[Start EXCERPTED PASSAGE]

A graphical representation of the mean points of subjective equality at each eccentricity. The diameter of peripheral discs has been modified to reflect the mean points of subjective equality values calculated in Experiment 2. PSE = Points of Subjective Equality.

Figure 11.

The graph shows the mean points of subjective equality values (mm) for each eccentricity (15°, 30°, 45°, and 60°) as calculated in Experiment 2. The red line indicates the physical size of the central reference disc. PSE = Points of Subjective Equality.

Having established there was no significant difference between the PSE reported by participants with or without corrected vision (see Supplemental Materials, Experiment 2 for details), a one-way ANOVA within subjects was conducted on the PSEs at the four different eccentricities. There was a statistically significant effect of eccentricity, accounting for a small portion of the variance: F(3, 48) = 13.798, p < .001, η²= .463. The mean PSE for the four eccentricities was set at 1.88 cm (125% of the central disc), meaning that overall people perceived peripheral discs 25% smaller compared with the size of the central reference disc (=1.5 cm). A Bonferroni post hoc test revealed significant differences between the mean value of the PSE at 60° and at the other locations (15°, 30°, 45°; p < .01 for all tests). No other comparisons were significant (all p > .05). Figure 10 is a graphical representation of the mean PSE for each eccentricity, indicated by modified size of peripheral discs. The PSE showed a positive bias for each eccentricity: PSE at 15° bias = .31, PSE at 30° bias = .34, PSE at 45° bias = .29, PSE at 60° bias = .07 (see Table 2 for more details).

Table 2.

Bias, Variance (VAR), Standard Deviation (SD), and Relative Root Mean Square Error (RRMSE) Calculated on the PSE for Each Eccentricity.

	15°	30°	45°	60°
Bias	0.31	0.34	0.29	0.07
SD	0.80	0.69	0.99	1.79
RRMSE	2.11	2.13	2.09	1.91

RRMSE = Relative Root Mean Square Error.

[End EXCERPTED PASSAGE]
[Start INFORMATION SHOWN]

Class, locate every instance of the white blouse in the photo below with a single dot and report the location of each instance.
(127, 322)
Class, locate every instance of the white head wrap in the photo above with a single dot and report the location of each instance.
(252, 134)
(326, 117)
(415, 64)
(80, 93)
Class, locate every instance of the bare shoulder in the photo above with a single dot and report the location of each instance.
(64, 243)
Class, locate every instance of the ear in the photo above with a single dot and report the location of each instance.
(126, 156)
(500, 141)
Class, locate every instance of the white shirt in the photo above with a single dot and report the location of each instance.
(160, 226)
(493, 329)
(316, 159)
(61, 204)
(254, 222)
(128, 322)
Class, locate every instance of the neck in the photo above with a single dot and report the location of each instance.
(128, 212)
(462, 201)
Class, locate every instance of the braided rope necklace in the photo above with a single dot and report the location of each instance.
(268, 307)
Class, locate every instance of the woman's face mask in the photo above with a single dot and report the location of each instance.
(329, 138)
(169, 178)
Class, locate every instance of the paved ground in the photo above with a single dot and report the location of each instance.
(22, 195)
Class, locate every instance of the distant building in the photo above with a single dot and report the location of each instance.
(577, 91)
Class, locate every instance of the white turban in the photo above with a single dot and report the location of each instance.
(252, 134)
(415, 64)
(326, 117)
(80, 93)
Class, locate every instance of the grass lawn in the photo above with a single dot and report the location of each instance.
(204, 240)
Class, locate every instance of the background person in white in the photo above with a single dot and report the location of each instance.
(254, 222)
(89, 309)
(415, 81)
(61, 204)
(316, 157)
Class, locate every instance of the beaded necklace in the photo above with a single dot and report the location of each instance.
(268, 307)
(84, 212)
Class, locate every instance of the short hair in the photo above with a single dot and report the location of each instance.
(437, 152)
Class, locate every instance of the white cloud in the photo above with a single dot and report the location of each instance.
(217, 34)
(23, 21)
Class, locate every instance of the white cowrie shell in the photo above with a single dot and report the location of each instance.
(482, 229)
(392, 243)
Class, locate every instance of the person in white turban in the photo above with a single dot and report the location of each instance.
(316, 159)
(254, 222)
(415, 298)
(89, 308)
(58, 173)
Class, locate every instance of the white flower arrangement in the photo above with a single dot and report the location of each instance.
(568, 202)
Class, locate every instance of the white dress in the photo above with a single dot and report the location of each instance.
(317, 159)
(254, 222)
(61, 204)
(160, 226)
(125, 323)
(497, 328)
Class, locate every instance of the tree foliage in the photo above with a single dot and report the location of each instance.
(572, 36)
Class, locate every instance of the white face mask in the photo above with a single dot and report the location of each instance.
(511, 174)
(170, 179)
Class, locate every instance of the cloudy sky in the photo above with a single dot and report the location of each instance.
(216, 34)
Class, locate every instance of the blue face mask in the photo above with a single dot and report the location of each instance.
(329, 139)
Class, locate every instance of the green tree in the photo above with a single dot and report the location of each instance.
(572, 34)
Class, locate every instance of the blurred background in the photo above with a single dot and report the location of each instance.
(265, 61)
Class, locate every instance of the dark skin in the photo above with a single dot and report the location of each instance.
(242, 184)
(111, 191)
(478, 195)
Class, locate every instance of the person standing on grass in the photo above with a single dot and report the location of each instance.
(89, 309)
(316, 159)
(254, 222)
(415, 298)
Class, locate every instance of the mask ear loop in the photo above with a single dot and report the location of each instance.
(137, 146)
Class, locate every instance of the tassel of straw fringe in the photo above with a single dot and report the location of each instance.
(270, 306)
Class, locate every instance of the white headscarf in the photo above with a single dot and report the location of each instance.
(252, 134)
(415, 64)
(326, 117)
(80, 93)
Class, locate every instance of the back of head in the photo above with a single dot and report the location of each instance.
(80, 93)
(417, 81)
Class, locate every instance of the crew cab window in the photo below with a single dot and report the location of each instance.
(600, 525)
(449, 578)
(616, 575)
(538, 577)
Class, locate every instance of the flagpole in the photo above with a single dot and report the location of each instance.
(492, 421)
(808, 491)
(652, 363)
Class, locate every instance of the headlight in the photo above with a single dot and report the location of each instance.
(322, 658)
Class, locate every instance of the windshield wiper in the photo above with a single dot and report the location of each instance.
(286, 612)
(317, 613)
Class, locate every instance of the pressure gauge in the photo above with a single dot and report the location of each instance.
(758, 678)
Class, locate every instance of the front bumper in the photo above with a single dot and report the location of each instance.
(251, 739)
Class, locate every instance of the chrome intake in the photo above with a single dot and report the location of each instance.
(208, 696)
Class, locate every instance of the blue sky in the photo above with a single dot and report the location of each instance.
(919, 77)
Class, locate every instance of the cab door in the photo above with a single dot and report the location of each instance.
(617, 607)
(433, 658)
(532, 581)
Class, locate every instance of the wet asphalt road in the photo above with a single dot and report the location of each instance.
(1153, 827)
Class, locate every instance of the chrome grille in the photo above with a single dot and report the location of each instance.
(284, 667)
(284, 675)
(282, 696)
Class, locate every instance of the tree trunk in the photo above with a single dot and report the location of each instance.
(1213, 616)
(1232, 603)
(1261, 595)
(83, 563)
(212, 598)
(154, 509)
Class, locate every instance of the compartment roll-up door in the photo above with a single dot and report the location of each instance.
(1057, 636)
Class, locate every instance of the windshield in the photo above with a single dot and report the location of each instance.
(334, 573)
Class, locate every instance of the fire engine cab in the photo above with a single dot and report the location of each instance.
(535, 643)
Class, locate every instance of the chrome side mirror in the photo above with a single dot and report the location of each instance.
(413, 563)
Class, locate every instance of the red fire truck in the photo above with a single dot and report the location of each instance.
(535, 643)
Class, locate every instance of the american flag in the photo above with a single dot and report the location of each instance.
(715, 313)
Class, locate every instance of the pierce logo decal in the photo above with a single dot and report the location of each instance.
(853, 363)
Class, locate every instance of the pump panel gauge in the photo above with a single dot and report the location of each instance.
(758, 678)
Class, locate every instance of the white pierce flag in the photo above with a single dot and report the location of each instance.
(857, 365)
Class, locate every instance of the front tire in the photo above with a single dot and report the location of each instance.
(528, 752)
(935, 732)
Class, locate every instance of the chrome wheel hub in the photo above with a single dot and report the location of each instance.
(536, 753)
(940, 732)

[End INFORMATION SHOWN]

### PROBLEMS TO WORK ON
[a] Tally the lines of the rows that contain the string "chrome", with case counting, and give only the number.
[b] Resume the passage on perceived disc size at different eccentricities, continuing from its final line.

### RESULTS IN ORDER
[a] 4

[b]
In this experiment we found that people perceived briefly presented stimuli as smaller when presented in the peripheral at eccentricities of 15°, 30°, 45°, and 60° compared with central vision. However at 60° of eccentricity we found an unexpected result in which the mean PSE (=1.59 cm) was closer to the actual size of the central disc (=1.50 cm) compared with the other eccentricities. We had expected the diminution in perceived size to increase with eccentricity, as reported by Newsome (1972). One possible explanation is that participants may have referred to an a priori internal criterion in which objects perceived in the far periphery are assumed to be closer to their peripersonal space, and therefore appear larger (Caggiano, Fogassi, Rizzolatti, Thier, & Casile, 2009).

Experiment 3

Experiment 3 was designed to investigate whether the shape or orientation effect reported in Experiment 1 could occur with brief exposure and without directly viewing objects presented in the periphery. We also considered the possibility that the diminution effect reported in Experiment 2 was due to perceived shape distortion. We reasoned that if the peripherally viewed discs were perceived as ellipses or polygons, as in Experiment 1, then this may have also reduced their overall apparent size. Based on the results of Experiment 1, we predicted participants in Experiment 3 would report a distortion of perceived object shape in the peripheral field. To test this we asked participants to select the perceived shape of peripherally viewed discs and octagons from a range of seven different directly viewed reference shapes.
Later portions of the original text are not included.